* [REQUIRED TASK A]:
In the listing below, locate every line that contains the string "snow" and copy each such line.

===== DOCUMENT TEXT =====

Koon Again Testifies That King Beating Was Justified


Dressed in a blue prison uniform and wearing plastic sandals, former Los Angeles Police Sgt. Stacey C. Koon testified again Tuesday that the beating of Rodney G. King was justified.

It was the third trial in which Koon, who was the senior officer at the Lake View Terrace beating scene on March 3, 1991, had testified that neither he nor the officers under his command had violated Los Angeles Police Department policy in subduing King.

“I know I didn’t do anything wrong,” he said, testifying in King’s lawsuit against him and 14 other defendants “I acted in good faith; I’ve taken full responsibility and accountability for my actions.”


Last week, a federal jury awarded King $3.8 million in compensatory damages from the city. The same jury is now hearing testimony for the consideration of punitive damages against the four former officers who were at the scene, former Police Chief Daryl F. Gates and 10 bystander officers.

Koon also took responsibility for the officers under his command, saying their actions were necessary to apprehend a dangerous suspect.

===== DATASET EXCERPTS =====

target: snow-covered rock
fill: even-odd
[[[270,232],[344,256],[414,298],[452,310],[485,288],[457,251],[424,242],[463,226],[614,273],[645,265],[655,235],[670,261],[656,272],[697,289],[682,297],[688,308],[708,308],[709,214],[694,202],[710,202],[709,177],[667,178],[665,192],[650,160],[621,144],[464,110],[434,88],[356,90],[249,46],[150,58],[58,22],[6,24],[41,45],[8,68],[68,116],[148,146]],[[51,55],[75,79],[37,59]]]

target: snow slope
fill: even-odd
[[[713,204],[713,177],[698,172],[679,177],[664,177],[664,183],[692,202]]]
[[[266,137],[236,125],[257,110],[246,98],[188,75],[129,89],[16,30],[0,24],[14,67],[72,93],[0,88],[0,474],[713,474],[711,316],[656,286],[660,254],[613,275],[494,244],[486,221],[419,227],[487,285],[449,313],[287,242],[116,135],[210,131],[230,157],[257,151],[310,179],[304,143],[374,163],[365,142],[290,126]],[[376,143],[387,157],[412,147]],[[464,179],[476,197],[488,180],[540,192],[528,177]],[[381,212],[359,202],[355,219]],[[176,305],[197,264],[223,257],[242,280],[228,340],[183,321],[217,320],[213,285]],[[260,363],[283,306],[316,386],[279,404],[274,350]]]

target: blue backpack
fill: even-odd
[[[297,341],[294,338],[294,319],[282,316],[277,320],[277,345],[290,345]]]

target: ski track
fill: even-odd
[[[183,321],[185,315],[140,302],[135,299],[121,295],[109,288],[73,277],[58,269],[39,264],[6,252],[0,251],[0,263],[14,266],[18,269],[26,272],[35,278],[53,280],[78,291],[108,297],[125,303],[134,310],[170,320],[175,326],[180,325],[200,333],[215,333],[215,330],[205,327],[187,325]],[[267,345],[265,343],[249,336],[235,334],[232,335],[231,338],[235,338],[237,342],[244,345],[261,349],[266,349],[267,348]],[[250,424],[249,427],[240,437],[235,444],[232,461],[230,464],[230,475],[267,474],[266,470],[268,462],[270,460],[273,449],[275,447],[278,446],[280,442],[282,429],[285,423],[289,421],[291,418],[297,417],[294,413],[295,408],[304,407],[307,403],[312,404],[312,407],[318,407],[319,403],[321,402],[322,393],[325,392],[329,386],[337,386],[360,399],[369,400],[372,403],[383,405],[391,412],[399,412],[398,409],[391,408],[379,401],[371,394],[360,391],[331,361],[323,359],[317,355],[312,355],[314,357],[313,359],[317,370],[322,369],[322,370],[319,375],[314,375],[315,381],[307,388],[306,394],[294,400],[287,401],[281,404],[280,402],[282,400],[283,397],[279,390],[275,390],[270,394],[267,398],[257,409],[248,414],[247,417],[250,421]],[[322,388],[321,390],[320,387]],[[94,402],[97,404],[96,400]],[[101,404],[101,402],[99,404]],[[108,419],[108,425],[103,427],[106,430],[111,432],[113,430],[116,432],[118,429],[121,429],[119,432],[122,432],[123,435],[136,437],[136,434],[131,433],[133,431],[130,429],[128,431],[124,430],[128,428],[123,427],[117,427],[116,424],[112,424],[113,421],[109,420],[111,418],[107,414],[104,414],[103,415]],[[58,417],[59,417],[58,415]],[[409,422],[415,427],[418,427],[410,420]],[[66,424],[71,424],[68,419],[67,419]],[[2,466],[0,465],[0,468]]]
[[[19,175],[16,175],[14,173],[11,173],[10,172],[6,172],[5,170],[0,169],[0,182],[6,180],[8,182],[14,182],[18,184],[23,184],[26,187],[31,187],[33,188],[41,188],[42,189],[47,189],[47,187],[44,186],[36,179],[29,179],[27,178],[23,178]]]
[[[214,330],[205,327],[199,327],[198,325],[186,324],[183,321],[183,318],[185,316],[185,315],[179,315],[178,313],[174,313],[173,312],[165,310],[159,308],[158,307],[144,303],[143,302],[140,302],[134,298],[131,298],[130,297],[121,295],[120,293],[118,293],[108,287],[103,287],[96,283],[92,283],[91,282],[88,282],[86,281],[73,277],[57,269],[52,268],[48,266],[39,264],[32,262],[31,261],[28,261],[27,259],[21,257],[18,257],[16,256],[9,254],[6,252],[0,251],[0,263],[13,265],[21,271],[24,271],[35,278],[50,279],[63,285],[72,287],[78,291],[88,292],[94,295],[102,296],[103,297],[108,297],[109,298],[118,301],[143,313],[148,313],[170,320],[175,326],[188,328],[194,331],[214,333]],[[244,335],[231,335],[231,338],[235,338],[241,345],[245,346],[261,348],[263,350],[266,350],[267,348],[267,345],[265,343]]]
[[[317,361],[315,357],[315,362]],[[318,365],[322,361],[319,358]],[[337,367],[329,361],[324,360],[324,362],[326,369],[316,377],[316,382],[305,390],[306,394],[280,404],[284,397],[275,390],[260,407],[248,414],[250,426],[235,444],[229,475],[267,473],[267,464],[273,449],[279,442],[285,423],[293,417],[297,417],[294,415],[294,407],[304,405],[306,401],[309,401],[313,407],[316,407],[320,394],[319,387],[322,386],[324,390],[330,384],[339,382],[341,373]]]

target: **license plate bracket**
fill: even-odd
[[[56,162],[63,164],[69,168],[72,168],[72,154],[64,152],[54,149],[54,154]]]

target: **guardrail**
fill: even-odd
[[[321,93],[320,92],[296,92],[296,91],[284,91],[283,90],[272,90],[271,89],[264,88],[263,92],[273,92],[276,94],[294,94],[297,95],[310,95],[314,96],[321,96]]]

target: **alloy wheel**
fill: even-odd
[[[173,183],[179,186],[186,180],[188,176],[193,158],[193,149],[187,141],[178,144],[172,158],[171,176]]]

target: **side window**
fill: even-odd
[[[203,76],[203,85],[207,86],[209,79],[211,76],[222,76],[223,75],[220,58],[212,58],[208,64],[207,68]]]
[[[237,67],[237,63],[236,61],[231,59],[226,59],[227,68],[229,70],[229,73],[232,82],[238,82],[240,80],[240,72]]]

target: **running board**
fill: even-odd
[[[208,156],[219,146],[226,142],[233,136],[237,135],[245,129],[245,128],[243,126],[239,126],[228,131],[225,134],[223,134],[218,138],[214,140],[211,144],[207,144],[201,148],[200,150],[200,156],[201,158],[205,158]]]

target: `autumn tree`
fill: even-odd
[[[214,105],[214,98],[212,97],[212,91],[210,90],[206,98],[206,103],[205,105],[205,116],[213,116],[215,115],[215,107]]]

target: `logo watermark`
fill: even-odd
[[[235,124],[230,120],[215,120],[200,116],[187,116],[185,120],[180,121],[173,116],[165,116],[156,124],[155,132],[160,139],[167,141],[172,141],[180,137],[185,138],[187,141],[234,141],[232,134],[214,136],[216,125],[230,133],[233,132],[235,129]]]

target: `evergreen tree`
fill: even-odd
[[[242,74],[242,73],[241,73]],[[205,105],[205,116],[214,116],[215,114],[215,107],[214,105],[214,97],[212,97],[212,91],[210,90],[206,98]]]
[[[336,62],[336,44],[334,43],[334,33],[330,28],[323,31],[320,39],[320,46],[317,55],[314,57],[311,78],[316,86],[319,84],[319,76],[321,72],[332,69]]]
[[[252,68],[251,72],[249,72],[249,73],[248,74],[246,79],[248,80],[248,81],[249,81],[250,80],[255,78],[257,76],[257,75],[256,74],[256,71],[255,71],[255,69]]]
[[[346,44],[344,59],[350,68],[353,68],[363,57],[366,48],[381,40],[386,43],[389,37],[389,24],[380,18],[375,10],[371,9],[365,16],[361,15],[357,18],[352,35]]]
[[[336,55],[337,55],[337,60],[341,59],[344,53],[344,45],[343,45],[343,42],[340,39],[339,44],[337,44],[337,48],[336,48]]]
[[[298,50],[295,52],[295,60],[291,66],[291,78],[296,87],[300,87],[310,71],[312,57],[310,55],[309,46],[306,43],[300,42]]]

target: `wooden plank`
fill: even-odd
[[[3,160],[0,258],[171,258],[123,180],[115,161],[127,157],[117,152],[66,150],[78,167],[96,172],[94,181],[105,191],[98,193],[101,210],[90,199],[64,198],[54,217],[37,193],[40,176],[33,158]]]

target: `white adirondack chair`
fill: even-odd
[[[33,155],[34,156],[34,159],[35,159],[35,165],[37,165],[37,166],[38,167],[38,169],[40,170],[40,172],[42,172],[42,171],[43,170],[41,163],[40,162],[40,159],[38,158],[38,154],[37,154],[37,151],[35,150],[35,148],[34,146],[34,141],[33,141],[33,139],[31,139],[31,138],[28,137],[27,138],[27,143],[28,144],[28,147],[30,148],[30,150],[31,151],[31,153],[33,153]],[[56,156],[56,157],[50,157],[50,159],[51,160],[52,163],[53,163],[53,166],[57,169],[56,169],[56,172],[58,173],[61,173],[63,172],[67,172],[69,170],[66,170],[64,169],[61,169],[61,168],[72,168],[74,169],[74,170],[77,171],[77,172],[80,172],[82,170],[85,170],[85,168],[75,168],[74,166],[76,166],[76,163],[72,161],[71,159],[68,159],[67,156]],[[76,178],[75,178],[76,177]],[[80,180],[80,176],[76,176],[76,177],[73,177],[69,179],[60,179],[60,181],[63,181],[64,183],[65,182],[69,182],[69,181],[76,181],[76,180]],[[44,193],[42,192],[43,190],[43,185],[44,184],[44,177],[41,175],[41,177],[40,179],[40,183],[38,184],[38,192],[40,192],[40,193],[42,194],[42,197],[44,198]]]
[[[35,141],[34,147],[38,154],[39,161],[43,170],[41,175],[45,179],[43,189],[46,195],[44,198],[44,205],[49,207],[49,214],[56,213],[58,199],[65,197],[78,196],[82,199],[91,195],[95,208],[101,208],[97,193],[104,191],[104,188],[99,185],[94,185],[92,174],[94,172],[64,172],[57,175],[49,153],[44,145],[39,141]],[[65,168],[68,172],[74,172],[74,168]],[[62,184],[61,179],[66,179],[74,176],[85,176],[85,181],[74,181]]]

=====

* [REQUIRED TASK B]:
According to the article on Koon's testimony, how much did a federal jury award King in compensatory damages from the city?

* [COMPLETE RESPONSE A]:
target: snow-covered rock
target: snow slope

* [COMPLETE RESPONSE B]:
$3.8 million.